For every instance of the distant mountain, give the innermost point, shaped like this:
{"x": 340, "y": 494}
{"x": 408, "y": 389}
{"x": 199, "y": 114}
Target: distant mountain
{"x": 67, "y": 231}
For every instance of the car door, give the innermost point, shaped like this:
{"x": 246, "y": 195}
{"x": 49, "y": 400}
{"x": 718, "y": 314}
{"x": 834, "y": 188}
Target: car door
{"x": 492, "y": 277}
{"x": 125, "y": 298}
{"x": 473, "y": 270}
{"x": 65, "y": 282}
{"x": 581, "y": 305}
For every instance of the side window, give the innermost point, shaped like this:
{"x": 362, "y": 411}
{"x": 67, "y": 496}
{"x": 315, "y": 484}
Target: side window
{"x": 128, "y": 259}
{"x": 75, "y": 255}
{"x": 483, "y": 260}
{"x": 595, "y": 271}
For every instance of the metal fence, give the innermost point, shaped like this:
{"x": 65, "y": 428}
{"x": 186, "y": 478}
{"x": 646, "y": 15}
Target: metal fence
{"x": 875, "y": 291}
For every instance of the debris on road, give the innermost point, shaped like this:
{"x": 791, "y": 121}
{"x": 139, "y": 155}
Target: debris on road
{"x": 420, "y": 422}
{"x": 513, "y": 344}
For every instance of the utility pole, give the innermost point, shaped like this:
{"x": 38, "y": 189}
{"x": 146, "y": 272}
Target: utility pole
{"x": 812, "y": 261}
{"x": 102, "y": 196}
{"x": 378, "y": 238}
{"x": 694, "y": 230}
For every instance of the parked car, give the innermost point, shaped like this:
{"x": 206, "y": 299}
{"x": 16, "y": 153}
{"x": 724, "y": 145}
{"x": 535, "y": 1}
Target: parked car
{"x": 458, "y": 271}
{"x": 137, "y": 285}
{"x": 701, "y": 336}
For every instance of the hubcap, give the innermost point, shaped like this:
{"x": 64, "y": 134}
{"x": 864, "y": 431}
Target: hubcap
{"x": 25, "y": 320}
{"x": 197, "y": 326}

------------------------

#### [THE PROBLEM]
If a line in the data above holds the string "point", report that line.

#### [REPLY TO THE TASK]
For every instance of the distant mountain, give the innermost point, shaped like this:
For every instance of the car door, give the innermost point, shaped like this:
For every instance of the side window, give the innermost point, shaped like this:
For every instance of the metal fence, give the innermost point, shaped like this:
For every instance of the debris on road, give the innermost point, shaped like this:
For every instance of the utility pole, give the innermost point, shaped like this:
For every instance of the parked car, give the innermost point, shaped like this:
For every instance of the hubcap, give the innermost point, shaped like this:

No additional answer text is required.